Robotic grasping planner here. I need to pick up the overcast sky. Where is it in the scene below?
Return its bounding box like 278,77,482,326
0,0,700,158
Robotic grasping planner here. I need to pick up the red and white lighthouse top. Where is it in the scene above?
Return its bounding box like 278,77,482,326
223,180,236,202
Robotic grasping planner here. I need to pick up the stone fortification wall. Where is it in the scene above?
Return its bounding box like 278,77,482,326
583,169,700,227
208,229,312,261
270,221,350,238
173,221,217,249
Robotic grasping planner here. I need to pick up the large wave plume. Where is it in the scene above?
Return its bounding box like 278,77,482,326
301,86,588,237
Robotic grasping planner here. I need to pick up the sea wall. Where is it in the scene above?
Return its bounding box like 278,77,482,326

====

The request
Could you format all the lines above as a JSON array of strings, with one string per line and any blank lines omitted?

The reply
[
  "Robotic grasping planner here. I need to pick up the overcast sky. Where is it in the scene below?",
  "Return its bounding box like 278,77,482,326",
  "0,0,700,158",
  "Robotic grasping planner here. I need to pick up the red and white lighthouse top. Where is it in the scene above?",
  "Return its bounding box like 278,77,482,326",
  "223,180,236,202",
  "Robotic grasping planner here. I need to pick up the stone fortification wall. Where is it in the scene above?",
  "Return its bounding box like 278,77,482,326",
  "583,169,700,227",
  "208,229,312,261",
  "270,221,350,238",
  "173,221,217,249",
  "Robotic grasping planner here. I need to pick up the large wave plume. Where is it in the scene above?",
  "Return its bounding box like 278,77,482,326",
  "301,86,588,237",
  "Robotic grasping planner here. I need to pick up the sea wall. Where is it in the scene above?",
  "Return its bounding box like 278,77,482,326"
]